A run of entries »
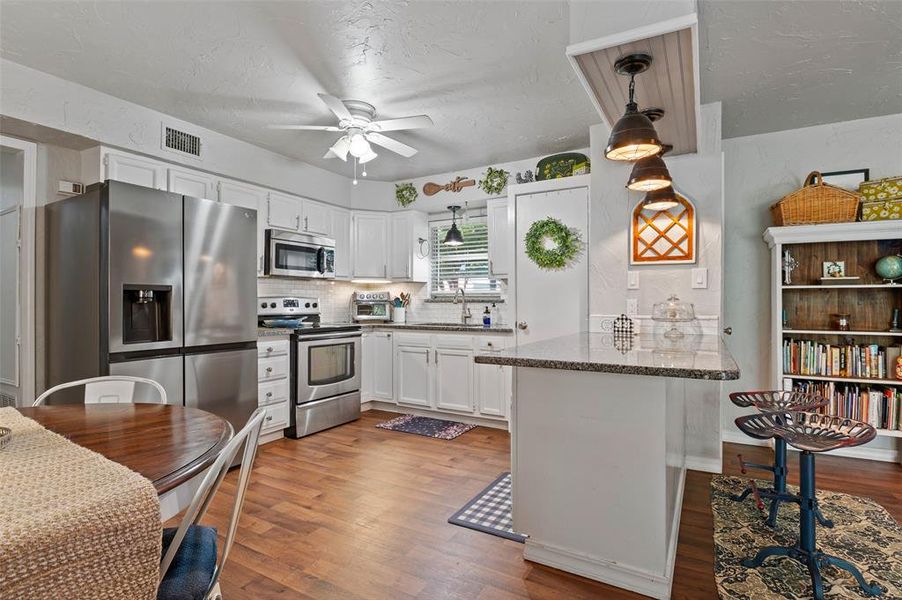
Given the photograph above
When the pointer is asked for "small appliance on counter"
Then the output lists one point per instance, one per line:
(371, 306)
(325, 364)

Problem to work on » Write out every line of the entries again, leaving out the pictures. Shift each coordinate in the answers by adding 4 to it.

Solved exercise »
Given the photograph above
When the pointer is asked for "small appliance on counter"
Then the output lists one point per instance, one per line:
(375, 310)
(329, 368)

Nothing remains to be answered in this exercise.